DATA FOR THE TASK >>
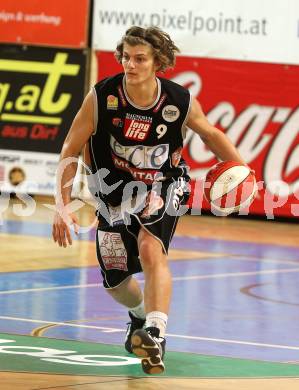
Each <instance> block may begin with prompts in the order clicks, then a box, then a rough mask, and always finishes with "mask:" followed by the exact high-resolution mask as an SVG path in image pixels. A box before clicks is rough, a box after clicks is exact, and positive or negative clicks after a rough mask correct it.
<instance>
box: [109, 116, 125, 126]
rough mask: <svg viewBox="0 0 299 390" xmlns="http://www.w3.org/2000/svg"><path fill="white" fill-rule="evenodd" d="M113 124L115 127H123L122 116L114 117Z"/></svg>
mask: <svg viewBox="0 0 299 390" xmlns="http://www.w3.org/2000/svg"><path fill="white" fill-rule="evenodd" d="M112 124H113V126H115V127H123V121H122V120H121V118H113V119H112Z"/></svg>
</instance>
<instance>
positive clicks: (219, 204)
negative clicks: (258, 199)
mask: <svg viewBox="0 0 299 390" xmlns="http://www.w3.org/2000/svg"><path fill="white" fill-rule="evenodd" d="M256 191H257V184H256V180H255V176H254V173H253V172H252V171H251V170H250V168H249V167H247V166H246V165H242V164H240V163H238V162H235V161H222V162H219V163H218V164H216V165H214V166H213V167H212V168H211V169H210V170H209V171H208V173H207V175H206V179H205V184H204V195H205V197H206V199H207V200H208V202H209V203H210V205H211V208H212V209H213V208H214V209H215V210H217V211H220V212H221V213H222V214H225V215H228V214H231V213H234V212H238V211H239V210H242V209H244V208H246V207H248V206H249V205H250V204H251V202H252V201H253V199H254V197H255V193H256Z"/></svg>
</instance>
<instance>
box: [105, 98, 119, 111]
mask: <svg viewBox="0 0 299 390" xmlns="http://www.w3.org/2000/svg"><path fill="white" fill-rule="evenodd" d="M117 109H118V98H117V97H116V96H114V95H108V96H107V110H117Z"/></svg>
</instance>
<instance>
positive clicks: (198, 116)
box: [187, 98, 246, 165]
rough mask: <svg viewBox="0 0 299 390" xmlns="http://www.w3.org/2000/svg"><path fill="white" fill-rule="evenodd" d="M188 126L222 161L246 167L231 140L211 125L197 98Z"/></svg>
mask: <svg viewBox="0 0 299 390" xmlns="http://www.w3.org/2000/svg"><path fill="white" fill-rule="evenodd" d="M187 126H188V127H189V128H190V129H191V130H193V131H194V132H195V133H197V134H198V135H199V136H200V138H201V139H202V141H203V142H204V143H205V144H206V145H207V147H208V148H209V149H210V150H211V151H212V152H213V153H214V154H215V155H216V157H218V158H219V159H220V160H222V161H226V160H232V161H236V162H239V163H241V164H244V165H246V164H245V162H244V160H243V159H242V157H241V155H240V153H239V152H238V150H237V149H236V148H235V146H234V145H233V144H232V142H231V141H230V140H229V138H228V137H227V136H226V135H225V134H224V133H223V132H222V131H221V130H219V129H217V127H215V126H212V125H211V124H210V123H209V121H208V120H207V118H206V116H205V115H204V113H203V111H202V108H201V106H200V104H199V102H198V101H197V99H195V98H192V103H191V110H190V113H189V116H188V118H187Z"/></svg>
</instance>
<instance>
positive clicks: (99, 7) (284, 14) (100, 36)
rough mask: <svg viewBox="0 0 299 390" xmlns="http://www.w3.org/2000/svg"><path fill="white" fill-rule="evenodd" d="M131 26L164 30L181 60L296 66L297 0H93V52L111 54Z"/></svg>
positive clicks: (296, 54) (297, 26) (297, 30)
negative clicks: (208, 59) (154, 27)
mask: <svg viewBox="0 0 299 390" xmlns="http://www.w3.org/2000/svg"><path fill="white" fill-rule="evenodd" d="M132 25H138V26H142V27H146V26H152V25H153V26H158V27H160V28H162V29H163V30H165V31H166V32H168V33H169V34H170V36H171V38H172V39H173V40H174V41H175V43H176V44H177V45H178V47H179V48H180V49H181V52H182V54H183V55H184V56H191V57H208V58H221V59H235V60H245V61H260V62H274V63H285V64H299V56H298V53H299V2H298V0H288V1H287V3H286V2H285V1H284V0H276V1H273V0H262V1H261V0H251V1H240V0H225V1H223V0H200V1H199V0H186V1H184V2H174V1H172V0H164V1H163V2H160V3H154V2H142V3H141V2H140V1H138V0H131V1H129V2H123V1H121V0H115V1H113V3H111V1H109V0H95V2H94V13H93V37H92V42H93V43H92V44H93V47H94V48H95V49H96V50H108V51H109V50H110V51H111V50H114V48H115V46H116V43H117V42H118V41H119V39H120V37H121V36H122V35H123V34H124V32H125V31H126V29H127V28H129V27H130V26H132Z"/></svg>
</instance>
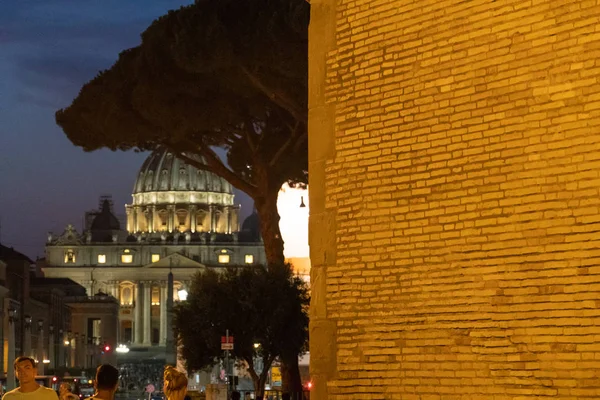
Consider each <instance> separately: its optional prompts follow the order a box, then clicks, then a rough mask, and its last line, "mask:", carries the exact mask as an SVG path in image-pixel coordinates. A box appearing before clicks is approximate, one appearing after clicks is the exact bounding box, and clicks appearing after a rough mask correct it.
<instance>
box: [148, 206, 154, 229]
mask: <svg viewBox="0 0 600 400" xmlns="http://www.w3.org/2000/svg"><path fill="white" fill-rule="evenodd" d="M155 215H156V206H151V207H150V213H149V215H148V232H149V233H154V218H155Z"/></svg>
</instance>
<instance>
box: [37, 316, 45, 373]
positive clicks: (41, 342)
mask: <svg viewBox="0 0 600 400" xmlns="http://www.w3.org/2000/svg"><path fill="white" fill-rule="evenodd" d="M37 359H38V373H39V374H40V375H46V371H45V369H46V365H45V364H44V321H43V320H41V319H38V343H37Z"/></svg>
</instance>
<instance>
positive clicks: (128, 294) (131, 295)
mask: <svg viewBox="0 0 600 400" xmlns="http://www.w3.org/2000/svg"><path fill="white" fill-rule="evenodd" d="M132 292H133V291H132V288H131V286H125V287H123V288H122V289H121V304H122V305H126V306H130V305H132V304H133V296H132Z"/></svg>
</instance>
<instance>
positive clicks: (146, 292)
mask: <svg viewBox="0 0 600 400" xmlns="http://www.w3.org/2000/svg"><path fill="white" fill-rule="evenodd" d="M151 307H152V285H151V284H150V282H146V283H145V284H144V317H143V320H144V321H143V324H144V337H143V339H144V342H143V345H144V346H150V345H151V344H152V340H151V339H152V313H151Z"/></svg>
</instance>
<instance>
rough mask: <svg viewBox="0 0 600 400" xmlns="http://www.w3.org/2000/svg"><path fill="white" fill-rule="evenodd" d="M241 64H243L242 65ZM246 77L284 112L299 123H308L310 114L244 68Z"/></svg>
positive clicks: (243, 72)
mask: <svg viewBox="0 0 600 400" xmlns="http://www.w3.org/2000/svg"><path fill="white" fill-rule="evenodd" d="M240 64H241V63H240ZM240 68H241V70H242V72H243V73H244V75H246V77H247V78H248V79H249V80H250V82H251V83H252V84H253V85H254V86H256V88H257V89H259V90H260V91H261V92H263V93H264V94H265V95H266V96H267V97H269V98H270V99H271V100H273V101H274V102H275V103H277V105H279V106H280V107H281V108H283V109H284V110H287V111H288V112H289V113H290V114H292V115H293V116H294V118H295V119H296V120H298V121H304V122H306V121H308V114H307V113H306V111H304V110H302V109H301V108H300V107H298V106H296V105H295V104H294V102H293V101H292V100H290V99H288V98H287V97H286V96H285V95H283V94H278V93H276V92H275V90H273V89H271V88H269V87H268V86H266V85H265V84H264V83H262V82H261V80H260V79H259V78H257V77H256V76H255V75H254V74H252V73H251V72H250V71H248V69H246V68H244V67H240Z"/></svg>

---

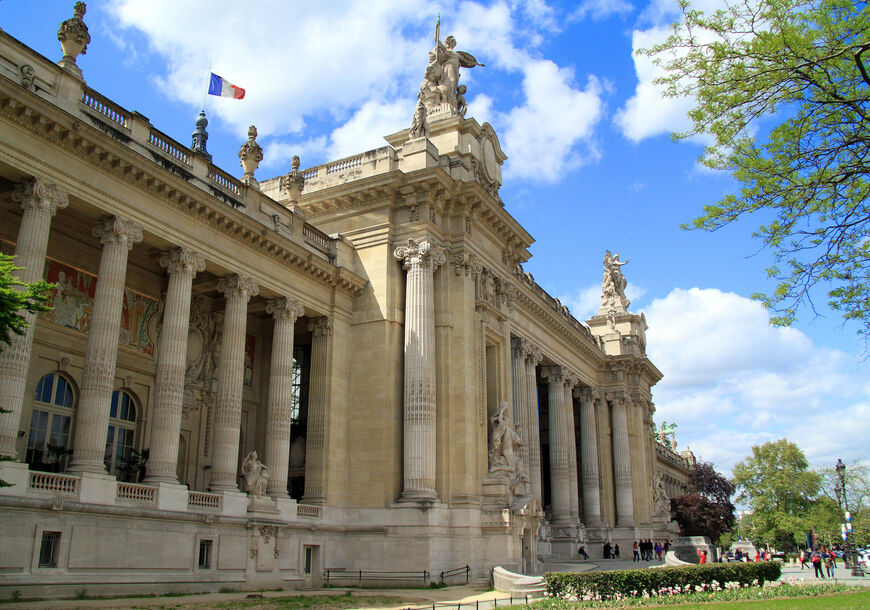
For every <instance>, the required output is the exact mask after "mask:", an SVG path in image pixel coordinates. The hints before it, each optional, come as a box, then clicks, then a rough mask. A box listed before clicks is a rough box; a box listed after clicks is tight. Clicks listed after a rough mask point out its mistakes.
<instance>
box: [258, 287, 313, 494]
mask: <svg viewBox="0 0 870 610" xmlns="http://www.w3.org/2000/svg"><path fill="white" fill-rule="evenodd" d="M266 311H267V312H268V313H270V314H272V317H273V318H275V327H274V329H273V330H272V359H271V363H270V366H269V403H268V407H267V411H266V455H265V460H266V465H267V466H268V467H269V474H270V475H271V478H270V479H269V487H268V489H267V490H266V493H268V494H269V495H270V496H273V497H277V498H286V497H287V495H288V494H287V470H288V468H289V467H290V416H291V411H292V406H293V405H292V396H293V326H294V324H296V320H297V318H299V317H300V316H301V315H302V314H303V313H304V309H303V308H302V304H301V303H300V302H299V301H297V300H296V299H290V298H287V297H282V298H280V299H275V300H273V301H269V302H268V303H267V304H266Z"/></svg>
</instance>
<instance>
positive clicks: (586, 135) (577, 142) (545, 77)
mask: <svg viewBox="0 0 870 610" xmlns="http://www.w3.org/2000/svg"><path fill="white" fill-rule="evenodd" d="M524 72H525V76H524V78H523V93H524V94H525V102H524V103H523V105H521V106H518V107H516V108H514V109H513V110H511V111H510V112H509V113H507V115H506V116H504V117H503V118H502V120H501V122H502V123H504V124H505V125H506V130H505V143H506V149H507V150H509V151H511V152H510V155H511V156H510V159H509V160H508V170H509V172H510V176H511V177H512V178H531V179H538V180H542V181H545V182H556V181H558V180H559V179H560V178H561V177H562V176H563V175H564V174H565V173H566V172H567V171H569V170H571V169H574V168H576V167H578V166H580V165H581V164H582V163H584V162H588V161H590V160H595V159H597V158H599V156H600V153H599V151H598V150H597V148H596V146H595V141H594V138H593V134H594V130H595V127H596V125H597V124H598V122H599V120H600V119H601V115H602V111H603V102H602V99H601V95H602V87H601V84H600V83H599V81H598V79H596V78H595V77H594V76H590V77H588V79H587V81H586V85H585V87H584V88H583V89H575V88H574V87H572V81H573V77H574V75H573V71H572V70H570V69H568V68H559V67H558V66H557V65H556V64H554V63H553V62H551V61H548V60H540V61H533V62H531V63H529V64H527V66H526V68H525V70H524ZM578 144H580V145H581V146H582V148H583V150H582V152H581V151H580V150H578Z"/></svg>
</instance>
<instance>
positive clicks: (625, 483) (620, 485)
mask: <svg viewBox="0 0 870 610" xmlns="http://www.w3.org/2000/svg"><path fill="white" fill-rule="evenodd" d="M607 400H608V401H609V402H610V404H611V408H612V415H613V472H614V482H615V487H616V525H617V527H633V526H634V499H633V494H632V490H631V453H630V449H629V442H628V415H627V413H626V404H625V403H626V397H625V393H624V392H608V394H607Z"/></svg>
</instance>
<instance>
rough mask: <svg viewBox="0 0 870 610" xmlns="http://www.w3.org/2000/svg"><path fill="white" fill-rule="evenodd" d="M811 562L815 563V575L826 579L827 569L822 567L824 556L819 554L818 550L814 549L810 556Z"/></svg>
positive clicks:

WHAT TO PRODUCE >> Rewrite the lines from the one containing "Each <instance> block" through the one containing "124L115 127H123L122 116L114", changing every "rough mask" to "coarse mask" and keeping everything else the same.

ANSWER AREA >>
Each <instance> block may begin with prompts in the order clicks, then a box, then a coarse mask, and always finishes with "mask:" followed by the exact high-resolution mask as an SVG path in image pixels. A box before clicks is rough, a box after clicks is exact, and positive or negative clicks after a coarse mask correct it.
<instance>
box: [109, 116, 125, 126]
coarse mask: <svg viewBox="0 0 299 390" xmlns="http://www.w3.org/2000/svg"><path fill="white" fill-rule="evenodd" d="M113 124L115 127H123L122 116L114 117Z"/></svg>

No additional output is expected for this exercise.